Job —
Return the records word for word from their first line through the line containing "[600,140,640,248]", including both of those lines. Leave out any pictures.

Given records —
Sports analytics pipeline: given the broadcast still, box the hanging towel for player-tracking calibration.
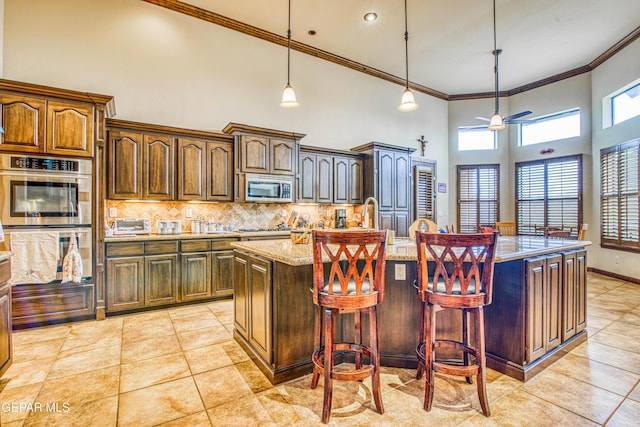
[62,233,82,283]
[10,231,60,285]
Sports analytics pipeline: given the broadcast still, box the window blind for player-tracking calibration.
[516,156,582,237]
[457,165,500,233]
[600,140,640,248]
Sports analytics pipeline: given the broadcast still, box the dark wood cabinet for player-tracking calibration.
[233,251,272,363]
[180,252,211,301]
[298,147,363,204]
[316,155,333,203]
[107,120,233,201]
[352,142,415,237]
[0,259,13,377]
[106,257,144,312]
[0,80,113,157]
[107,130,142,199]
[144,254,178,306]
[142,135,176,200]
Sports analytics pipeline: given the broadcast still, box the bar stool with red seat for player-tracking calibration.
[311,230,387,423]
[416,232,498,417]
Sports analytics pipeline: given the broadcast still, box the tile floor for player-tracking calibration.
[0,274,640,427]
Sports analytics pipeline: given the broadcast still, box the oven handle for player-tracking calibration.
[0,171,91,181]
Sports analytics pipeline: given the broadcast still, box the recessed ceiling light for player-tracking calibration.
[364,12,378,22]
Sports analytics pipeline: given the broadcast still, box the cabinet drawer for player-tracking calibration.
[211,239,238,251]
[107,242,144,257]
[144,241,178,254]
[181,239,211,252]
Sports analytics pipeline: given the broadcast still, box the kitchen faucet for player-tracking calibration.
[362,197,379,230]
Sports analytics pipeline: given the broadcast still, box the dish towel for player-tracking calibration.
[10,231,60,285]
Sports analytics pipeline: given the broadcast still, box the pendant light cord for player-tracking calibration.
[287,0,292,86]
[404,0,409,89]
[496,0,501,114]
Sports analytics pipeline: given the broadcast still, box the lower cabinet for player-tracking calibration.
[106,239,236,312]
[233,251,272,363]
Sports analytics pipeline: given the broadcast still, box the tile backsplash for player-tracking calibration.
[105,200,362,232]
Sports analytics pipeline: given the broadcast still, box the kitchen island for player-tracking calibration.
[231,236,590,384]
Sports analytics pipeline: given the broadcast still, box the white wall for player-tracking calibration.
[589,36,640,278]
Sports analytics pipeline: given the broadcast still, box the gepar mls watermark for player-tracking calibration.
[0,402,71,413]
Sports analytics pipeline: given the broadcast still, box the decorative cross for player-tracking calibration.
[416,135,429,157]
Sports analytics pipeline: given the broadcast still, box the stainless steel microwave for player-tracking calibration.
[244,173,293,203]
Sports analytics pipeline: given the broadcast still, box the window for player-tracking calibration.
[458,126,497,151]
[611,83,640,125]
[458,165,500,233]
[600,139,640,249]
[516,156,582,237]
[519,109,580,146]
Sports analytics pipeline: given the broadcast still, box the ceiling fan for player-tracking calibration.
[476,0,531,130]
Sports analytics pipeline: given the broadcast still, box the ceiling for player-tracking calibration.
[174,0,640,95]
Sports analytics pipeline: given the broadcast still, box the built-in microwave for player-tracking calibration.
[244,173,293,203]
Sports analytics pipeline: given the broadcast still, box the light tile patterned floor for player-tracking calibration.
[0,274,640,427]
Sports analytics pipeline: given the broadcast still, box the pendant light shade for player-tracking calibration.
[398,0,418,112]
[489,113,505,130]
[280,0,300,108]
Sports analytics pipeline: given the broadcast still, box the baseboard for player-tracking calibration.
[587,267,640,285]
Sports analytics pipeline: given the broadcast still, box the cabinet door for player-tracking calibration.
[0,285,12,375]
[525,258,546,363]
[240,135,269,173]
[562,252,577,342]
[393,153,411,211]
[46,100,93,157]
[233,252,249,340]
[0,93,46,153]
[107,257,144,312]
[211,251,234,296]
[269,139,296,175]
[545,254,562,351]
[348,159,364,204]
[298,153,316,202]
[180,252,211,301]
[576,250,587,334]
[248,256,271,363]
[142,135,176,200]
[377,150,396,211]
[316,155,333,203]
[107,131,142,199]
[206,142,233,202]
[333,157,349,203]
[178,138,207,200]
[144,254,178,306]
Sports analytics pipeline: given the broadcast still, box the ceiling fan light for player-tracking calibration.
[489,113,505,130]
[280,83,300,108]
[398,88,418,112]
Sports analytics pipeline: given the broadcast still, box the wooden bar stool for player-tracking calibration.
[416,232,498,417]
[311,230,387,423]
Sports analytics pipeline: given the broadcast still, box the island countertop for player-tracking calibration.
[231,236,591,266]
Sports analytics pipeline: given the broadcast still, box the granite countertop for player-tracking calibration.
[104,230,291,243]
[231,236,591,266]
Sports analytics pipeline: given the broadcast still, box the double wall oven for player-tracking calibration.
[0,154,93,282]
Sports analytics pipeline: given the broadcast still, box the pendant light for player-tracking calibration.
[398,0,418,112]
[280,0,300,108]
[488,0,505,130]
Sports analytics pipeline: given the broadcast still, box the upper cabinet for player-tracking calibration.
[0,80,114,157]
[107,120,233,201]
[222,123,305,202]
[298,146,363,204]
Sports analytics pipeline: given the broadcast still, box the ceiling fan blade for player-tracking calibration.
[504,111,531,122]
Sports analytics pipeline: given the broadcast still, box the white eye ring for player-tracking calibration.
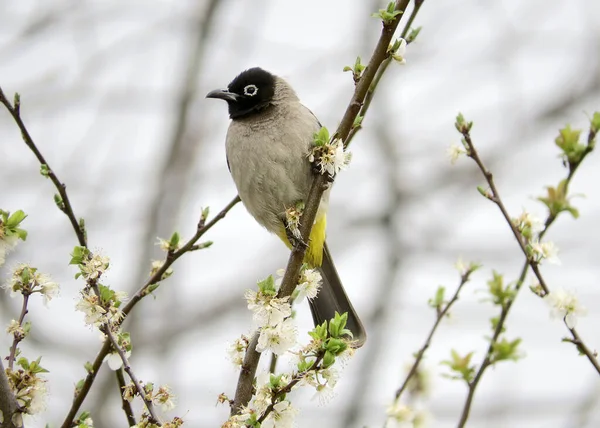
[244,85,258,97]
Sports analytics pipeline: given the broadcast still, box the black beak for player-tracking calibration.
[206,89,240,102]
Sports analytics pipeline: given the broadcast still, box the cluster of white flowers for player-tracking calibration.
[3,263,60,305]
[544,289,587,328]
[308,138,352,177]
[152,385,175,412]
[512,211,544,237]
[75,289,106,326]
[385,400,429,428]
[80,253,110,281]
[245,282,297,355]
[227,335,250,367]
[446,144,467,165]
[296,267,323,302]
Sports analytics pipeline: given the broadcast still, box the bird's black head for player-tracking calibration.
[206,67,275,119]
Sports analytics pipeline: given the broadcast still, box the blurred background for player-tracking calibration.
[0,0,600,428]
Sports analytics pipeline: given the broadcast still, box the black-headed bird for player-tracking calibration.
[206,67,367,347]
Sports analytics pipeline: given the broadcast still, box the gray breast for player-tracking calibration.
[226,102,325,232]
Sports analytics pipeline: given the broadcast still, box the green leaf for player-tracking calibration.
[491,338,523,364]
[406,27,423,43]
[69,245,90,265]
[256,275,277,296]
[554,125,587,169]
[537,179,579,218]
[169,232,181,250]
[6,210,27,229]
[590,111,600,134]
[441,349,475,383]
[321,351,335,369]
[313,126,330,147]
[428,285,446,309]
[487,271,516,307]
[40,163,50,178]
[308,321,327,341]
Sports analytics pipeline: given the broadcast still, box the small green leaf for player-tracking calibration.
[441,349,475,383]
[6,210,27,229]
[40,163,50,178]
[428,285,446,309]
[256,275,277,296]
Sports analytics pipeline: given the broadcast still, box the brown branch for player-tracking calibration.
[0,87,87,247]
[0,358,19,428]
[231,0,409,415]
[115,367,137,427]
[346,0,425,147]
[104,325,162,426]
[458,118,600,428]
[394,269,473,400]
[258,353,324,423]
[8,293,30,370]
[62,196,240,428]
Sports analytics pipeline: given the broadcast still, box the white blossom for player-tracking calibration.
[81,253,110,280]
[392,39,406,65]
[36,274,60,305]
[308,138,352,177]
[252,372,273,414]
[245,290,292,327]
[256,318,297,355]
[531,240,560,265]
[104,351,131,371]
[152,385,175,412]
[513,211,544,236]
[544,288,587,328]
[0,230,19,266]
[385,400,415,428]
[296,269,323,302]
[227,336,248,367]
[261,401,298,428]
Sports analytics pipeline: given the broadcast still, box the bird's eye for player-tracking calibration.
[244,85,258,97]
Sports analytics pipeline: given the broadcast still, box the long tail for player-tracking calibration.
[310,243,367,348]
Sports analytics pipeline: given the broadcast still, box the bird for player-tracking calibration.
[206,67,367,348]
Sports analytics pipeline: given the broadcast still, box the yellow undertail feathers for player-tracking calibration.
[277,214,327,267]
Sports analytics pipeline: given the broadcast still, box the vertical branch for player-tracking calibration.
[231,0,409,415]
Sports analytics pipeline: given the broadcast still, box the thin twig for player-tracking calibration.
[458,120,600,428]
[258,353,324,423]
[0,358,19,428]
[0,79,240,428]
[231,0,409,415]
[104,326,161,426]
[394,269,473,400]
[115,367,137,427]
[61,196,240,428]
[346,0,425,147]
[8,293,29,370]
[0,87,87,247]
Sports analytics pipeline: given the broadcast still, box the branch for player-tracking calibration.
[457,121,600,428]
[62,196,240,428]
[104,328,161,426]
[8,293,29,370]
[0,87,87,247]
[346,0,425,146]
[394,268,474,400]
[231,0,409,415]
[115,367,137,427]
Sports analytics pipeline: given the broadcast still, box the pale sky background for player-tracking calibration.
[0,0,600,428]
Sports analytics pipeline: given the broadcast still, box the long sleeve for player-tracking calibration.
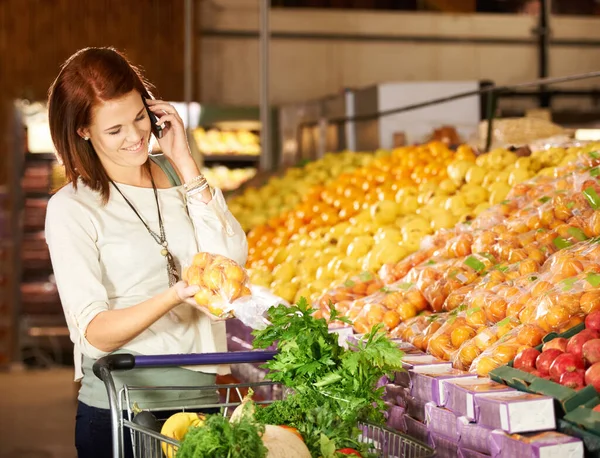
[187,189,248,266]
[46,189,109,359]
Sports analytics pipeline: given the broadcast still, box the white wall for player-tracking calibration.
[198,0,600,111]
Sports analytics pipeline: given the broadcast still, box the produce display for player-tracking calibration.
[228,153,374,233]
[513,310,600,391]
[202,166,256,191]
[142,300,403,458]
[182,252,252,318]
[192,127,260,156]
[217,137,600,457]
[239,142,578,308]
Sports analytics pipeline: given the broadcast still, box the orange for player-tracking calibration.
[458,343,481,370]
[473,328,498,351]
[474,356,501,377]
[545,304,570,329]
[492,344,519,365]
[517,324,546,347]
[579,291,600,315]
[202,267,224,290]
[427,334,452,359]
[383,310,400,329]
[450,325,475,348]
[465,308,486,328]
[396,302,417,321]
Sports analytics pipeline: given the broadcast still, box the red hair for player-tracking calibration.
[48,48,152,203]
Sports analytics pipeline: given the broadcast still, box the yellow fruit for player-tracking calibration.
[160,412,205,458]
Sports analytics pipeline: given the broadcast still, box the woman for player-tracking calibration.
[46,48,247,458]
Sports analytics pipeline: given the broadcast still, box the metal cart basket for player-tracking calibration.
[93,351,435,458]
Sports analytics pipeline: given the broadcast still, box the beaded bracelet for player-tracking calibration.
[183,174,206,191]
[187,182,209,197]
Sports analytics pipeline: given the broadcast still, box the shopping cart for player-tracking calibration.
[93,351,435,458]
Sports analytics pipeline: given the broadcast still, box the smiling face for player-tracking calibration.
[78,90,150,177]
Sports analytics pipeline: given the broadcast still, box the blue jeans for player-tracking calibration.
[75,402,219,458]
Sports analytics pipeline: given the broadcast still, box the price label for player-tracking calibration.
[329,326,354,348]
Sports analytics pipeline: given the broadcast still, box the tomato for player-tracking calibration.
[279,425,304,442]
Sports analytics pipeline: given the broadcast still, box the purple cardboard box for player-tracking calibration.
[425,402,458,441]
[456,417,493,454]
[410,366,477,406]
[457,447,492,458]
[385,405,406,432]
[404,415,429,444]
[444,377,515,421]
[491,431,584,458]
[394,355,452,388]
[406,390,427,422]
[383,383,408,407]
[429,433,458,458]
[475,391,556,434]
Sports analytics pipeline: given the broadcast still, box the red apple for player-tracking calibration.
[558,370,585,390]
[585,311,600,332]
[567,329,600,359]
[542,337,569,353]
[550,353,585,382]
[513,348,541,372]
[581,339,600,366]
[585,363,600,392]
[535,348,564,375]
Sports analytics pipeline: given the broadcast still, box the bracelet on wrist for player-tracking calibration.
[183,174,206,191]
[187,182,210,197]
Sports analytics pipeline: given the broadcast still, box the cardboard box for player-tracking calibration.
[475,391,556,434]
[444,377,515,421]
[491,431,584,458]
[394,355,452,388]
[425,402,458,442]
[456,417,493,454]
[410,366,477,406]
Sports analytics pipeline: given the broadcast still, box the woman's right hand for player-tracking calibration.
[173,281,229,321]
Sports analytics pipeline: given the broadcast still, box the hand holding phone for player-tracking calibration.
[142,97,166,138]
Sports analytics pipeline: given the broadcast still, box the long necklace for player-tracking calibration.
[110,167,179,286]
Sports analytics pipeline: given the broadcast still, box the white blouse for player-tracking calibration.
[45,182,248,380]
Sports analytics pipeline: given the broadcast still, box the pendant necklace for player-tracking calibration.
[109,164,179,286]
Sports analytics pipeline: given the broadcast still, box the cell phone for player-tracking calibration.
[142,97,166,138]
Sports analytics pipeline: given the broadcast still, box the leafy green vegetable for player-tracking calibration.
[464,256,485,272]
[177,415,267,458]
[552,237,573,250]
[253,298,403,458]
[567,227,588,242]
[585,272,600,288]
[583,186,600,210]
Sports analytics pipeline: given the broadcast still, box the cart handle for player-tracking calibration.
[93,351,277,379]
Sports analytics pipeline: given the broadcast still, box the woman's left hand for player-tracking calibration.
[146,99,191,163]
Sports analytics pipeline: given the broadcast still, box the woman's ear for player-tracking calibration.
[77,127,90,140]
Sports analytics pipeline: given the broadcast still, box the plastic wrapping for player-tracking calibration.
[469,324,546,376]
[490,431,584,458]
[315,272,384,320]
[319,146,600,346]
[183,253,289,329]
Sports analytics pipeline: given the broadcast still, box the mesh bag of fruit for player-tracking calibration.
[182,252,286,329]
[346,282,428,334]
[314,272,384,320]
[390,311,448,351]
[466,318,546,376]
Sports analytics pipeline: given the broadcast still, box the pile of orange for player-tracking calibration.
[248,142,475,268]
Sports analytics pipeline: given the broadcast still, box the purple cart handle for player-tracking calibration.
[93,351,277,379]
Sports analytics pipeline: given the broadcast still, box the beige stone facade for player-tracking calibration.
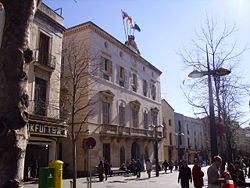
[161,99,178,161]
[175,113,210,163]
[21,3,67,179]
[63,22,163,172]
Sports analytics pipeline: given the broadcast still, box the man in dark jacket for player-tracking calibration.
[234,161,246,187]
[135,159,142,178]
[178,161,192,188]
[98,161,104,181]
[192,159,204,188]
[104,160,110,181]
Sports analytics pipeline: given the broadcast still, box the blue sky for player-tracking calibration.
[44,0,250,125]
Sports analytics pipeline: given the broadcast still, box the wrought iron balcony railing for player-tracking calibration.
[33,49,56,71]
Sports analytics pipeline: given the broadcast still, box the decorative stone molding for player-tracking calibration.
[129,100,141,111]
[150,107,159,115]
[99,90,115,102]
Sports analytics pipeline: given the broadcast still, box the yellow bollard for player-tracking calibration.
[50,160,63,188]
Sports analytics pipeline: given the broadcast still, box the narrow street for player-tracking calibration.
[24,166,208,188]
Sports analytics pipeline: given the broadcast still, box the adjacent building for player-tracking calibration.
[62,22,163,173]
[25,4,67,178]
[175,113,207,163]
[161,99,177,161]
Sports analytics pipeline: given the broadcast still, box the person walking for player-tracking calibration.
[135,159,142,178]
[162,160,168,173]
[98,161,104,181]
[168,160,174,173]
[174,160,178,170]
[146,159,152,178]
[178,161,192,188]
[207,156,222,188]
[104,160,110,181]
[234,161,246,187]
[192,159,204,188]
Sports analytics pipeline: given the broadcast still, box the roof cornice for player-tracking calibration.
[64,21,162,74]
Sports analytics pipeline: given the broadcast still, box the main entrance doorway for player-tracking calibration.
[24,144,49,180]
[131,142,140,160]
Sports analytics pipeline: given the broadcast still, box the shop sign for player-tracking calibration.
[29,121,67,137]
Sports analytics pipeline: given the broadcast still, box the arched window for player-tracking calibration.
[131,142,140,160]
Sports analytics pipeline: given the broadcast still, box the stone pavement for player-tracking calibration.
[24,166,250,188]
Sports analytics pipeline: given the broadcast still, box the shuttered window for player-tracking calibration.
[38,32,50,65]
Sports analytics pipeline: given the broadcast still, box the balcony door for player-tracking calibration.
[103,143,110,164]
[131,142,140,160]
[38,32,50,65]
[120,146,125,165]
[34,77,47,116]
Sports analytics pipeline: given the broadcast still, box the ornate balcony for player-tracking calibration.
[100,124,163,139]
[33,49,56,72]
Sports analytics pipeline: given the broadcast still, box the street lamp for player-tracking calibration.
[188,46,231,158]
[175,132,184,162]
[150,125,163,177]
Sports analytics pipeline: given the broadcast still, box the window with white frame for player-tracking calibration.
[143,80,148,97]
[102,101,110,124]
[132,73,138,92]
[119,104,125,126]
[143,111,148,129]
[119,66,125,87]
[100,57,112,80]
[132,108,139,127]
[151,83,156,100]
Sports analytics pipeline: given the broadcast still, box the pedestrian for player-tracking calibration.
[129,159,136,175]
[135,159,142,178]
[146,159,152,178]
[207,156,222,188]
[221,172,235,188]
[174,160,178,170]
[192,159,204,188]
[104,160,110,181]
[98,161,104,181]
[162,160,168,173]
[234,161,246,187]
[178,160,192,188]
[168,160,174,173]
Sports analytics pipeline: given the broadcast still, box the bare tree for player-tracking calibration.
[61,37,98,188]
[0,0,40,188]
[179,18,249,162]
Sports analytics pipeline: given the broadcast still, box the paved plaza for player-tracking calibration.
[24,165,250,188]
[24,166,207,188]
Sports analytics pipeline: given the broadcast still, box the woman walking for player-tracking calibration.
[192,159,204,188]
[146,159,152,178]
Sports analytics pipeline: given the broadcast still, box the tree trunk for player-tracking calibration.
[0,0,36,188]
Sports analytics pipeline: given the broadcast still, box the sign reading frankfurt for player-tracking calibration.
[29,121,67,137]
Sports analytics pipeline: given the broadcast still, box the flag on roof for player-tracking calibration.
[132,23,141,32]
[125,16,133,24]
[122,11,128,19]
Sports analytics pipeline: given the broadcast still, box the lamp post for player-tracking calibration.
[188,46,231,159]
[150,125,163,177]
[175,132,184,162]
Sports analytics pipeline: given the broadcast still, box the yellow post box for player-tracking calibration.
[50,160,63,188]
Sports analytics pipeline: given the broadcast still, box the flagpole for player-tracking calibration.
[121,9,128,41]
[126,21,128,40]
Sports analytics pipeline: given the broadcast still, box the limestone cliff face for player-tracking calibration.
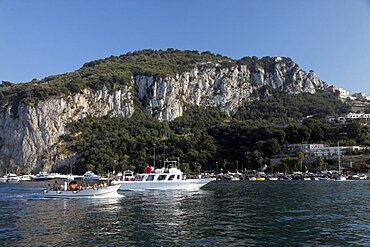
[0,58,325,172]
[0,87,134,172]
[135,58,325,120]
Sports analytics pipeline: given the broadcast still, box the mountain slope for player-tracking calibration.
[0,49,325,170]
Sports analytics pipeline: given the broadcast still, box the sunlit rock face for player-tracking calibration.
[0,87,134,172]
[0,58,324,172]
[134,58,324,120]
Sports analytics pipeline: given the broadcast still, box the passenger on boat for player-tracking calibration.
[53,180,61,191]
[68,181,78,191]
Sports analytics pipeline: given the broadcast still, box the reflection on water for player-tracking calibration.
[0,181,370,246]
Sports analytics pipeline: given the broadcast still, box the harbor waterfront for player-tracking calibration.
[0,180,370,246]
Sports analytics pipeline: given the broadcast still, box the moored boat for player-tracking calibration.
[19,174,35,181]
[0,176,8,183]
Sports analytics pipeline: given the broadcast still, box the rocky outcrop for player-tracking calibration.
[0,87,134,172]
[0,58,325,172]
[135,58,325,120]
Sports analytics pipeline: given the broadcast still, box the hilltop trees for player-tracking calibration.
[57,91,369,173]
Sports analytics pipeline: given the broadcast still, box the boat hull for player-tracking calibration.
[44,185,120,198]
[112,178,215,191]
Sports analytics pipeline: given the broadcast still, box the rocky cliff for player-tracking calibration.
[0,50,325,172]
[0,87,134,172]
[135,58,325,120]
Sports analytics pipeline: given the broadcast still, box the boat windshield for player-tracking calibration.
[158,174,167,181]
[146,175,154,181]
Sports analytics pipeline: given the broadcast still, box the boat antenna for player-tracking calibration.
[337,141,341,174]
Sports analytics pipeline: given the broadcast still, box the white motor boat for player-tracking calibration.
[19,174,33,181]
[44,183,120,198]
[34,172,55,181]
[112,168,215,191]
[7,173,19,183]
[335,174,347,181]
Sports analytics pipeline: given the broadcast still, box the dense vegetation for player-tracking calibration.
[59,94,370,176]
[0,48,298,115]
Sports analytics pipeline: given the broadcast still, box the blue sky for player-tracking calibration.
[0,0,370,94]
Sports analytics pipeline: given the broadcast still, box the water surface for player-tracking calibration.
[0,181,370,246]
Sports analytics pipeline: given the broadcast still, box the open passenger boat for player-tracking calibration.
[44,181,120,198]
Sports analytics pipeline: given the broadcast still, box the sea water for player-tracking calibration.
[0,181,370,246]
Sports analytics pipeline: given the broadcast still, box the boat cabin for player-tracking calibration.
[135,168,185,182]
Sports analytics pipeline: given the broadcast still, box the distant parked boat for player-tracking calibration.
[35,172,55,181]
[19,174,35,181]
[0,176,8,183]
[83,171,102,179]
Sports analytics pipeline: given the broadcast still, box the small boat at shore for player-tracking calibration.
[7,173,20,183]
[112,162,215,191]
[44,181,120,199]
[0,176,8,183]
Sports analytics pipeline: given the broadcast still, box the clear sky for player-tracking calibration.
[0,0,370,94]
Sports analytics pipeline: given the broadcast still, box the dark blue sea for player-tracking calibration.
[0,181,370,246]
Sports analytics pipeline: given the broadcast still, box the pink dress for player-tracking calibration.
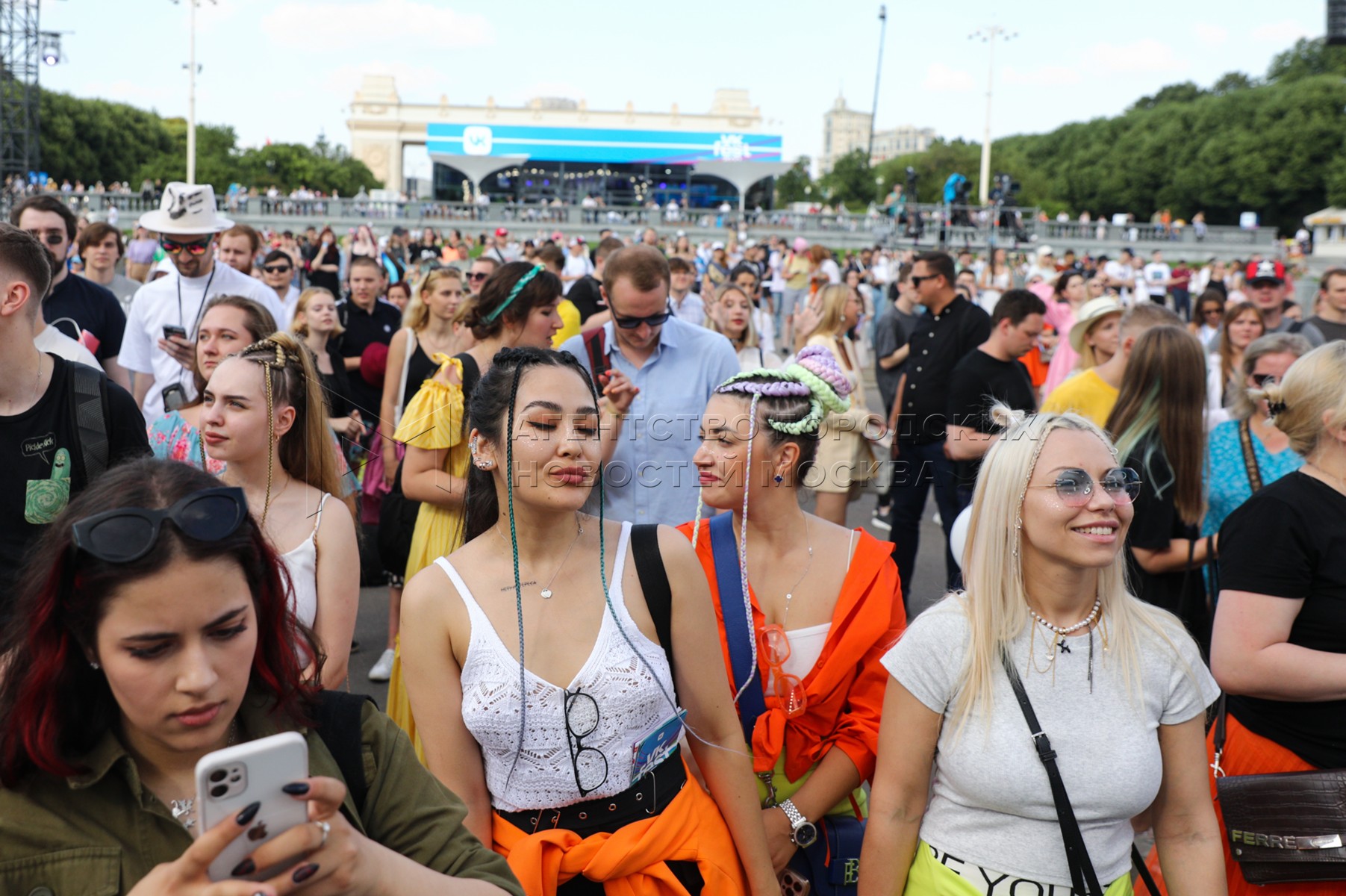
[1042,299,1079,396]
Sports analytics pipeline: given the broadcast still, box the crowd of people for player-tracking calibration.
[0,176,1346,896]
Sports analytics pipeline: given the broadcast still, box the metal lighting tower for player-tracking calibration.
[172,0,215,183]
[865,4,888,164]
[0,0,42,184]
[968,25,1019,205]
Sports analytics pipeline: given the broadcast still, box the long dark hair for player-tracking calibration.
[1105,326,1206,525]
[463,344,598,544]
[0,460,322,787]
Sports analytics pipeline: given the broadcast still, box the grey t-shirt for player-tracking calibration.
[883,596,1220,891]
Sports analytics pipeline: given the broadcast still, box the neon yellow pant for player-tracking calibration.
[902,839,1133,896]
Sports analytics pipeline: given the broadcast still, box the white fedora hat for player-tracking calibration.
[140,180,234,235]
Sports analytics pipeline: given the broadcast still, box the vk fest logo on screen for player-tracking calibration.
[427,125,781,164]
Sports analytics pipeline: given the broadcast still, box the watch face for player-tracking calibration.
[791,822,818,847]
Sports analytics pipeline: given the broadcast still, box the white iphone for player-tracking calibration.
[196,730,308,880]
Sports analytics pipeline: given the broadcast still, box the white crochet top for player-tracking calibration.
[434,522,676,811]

Final answer —
Sports analytics pipeline: given the broadcast still, box the hanging towel for player-tracking calibration.
[62,233,82,283]
[10,231,60,285]
Sports analytics pipeline: given the broadcast still, box the window blind for player-tracking calibration.
[516,156,582,237]
[457,165,500,233]
[600,140,640,248]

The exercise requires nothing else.